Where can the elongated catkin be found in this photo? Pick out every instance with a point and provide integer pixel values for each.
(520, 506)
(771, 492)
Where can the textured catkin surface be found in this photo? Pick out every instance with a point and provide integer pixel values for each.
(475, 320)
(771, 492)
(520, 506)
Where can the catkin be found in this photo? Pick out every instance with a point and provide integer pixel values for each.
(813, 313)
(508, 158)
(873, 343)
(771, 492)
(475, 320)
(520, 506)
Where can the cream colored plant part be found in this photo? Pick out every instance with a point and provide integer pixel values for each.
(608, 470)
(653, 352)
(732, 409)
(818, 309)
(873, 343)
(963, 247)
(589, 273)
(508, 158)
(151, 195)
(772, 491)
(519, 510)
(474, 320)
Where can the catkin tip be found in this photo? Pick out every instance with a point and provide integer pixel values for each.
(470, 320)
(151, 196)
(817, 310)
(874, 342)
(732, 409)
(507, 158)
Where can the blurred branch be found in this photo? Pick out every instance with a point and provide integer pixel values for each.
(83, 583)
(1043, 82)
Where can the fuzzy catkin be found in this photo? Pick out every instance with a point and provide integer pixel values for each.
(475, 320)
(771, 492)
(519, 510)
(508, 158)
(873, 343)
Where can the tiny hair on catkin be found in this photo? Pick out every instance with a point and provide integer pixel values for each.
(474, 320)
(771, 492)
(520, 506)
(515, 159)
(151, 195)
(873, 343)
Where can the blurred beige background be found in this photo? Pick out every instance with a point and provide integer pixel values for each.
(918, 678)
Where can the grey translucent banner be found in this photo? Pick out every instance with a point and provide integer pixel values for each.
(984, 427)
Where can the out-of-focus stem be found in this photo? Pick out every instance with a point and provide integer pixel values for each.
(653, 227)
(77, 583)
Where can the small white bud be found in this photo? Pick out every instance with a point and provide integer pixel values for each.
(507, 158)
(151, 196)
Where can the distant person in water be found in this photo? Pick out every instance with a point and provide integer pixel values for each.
════════════════════
**PROBLEM**
Output all of the records above verbatim, with every character left unchanged.

**SOLVED EXERCISE**
Where can the elongated catkin be found in this photo? Pick out every instance with a point and provide integer pixel values for each.
(520, 506)
(771, 492)
Where can the textured catkin surface be found in this photo? Pick out every instance with a point and provide integer pixel values for each.
(475, 320)
(771, 492)
(520, 506)
Where can the catkin be found in this photo? Pick out every instance with a point and provide integer pixel values for each.
(813, 313)
(508, 158)
(873, 343)
(771, 492)
(475, 320)
(520, 506)
Where can the cream colored plant part be found in this photo? Pick out every instance with a point and provide integer pixel values for each.
(608, 470)
(653, 352)
(732, 409)
(818, 309)
(873, 343)
(963, 247)
(589, 273)
(508, 158)
(151, 195)
(772, 491)
(519, 510)
(474, 320)
Where can the catkin tip be found in this photo? Pick out every instance with a point and provide integer pixel values for each.
(470, 320)
(151, 196)
(817, 310)
(874, 342)
(732, 409)
(507, 158)
Where can the blurred branch be found in this photo? Pick out every instance with a point and provide integer pixel values for each.
(83, 583)
(1043, 82)
Where can the fuzzy catkin be found in this photo? Pick out every instance with a point and provide integer pixel values for each.
(475, 320)
(771, 492)
(519, 510)
(508, 158)
(873, 343)
Where can the tiny hair on catkin be found in this photo? Pick out every instance with a point and provide integer pixel values for each.
(474, 320)
(771, 492)
(520, 506)
(515, 159)
(151, 195)
(873, 343)
Where can the blurred beige background be found in this photo? Pick out every instance with a point and provide integer pixel values for each.
(918, 678)
Where can the grey translucent banner be found in this photo? Pick out every instance with a point and provide integer pixel values for each.
(984, 427)
Where can the out-of-focus stem be found in this photo? Pick out every instance with a point and provide integer pixel values for each.
(653, 227)
(77, 583)
Where can the small white bud be found in this photo? Pick out every instance with a point and provide integer pixel values for each.
(507, 158)
(151, 196)
Where can the distant person in water be found in this photo? Pick out every instance with a point and provide integer pixel values for each.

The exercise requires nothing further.